## Exercise
From the entries that follow, reproduce exactly and only the lines from the line with "Put a dot on each instance of the porch roof" to the line with "Put a dot on each instance of the single-story", endpoints included.

## Records shown
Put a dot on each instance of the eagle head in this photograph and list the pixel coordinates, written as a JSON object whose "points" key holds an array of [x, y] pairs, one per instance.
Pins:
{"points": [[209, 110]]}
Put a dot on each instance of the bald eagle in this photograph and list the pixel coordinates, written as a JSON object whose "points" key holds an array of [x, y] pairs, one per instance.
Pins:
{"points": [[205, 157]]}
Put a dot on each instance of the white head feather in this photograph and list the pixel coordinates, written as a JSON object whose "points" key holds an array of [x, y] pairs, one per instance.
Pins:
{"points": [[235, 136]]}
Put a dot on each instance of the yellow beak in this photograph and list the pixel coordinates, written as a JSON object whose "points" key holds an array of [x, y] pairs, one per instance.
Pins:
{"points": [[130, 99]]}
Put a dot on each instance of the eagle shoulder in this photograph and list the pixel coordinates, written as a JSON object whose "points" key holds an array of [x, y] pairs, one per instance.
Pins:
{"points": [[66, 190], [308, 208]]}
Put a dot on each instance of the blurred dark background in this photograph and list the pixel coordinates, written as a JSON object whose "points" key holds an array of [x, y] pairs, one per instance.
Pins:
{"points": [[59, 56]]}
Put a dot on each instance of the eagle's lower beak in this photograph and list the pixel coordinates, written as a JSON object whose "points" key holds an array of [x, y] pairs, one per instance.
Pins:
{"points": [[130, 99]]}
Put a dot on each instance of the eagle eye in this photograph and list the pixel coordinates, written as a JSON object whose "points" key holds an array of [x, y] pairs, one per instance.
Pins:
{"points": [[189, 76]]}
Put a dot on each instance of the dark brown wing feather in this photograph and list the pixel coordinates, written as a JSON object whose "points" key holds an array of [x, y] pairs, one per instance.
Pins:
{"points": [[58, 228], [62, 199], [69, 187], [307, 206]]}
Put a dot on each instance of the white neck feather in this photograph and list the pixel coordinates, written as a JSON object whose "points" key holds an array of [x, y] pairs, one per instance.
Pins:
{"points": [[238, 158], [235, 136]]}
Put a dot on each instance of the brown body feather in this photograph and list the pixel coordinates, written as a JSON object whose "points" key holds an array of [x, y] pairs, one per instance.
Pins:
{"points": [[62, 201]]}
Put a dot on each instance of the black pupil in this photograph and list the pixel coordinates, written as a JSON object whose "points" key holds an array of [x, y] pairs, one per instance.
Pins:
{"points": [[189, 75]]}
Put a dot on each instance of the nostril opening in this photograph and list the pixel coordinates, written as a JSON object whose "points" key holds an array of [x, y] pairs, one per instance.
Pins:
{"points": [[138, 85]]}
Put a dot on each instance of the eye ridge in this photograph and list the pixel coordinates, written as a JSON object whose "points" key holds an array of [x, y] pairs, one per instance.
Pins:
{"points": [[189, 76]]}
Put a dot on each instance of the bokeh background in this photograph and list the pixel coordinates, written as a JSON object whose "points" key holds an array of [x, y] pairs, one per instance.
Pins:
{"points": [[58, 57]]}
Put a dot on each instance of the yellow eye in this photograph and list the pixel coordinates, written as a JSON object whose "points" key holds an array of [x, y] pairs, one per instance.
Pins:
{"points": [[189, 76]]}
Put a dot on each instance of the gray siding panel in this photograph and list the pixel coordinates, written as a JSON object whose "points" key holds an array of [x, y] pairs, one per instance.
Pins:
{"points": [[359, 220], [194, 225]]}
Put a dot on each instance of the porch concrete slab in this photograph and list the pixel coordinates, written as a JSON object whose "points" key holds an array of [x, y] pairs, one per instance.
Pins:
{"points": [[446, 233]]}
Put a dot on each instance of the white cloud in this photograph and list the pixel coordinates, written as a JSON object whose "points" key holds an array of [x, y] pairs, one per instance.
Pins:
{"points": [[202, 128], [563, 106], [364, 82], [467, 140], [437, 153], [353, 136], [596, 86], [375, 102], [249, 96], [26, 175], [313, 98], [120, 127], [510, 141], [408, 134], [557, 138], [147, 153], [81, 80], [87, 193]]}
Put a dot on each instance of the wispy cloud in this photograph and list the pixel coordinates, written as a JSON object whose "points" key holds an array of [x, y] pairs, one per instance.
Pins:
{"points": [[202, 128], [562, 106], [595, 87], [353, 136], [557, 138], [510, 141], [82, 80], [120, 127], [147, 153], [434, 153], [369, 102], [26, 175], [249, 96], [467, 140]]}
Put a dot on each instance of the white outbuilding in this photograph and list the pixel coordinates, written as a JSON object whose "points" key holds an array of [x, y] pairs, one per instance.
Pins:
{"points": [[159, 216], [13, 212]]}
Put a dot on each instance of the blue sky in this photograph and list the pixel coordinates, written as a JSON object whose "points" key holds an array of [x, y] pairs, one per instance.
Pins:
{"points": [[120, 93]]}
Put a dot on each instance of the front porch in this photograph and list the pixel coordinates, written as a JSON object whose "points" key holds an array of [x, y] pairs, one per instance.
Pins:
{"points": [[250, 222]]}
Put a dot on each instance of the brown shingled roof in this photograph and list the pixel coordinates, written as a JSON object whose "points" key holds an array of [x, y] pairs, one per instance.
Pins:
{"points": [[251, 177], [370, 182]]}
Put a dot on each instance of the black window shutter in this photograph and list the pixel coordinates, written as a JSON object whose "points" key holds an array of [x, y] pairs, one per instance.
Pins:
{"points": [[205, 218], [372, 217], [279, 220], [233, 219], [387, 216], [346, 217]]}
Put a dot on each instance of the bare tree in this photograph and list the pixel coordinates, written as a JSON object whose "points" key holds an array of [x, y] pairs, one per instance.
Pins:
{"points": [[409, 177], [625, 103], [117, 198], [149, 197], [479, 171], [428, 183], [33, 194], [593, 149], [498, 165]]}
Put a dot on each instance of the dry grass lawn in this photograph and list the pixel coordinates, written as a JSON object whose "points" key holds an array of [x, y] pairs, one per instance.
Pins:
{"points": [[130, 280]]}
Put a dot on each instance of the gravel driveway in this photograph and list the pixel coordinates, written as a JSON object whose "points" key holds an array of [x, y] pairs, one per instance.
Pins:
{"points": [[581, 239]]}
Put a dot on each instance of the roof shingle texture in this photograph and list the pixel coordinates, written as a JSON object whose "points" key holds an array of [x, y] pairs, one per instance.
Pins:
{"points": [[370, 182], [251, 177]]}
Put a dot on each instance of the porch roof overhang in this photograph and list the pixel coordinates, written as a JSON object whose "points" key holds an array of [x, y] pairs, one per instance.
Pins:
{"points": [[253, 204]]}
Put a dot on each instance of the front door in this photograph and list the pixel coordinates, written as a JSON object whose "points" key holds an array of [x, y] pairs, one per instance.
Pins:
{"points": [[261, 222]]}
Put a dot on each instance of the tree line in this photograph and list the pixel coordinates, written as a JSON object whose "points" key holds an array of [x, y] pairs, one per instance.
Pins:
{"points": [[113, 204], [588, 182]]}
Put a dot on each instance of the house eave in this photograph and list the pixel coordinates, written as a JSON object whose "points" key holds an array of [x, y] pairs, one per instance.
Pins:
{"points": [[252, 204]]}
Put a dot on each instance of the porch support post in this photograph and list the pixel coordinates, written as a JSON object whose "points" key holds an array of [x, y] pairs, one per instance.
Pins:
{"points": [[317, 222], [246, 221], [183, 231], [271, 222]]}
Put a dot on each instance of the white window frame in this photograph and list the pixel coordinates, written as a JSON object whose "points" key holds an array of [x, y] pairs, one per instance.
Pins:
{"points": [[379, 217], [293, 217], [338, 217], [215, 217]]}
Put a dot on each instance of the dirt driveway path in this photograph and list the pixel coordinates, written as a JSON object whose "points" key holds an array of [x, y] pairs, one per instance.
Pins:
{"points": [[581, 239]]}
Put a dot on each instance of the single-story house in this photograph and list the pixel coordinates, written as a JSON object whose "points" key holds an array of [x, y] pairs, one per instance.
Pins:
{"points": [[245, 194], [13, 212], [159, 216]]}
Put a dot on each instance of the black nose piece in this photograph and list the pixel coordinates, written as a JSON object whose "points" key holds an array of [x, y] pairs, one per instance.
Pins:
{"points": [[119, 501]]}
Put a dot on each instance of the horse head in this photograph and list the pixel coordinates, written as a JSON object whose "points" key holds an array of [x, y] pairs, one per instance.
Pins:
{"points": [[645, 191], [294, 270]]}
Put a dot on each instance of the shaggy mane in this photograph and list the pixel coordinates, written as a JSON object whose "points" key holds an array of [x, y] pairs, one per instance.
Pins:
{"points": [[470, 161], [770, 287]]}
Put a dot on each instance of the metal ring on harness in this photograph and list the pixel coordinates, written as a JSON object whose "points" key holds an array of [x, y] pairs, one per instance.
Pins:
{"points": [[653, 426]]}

## Reply
Put a dot on each instance of the porch roof overhang in this photograph and list the pixel coordinates, written as a JSON object whose "points" key holds an array of [x, y] pairs, one per instance.
Pins:
{"points": [[253, 204]]}
Put a dot on each instance of the front door in this photograph and list the pixel coordinates, written as a JSON object whose "points" key holds an array of [x, y] pairs, one per instance.
Pins:
{"points": [[261, 222]]}
Put a dot on each instance of the tree line in this photograph and list the pixel coordinates, written as a JSON object whose "points" key holds an array of [x, y] pairs, one per instance.
Pins:
{"points": [[113, 204], [588, 182]]}
Put a dot on each instance of the house eave in this photograph and list the pixel coordinates, written as a JSON object whose "points" key holds an array of [x, y] pairs, one per instance.
Pins:
{"points": [[252, 204]]}
Put a dot on each instance of the porch support post in this photograph and list the pixel coordinates, written as a JSON object whose "points" key holds an array of [x, y] pairs, one per instance.
Pins:
{"points": [[317, 222], [246, 221], [183, 231], [271, 222]]}
Put a dot on each instance of the white window frame in this photograph and list the pixel coordinates, written as a JSON object whose "points" key holds an array of [x, y] pairs, one per instance.
Pins:
{"points": [[379, 217], [293, 217], [338, 217], [215, 217]]}
Put a dot on each instance of the dirt driveway path in this photograph and list the pixel coordinates, written as a JSON object whose "points" key holds an array of [x, y] pairs, one per instance.
Pins:
{"points": [[581, 239]]}
Put a dot on each instance of the single-story house in this photograph and list the pixel coordinates, written as a JSON object whose "points" key holds an array of [x, y] pairs, one per instance.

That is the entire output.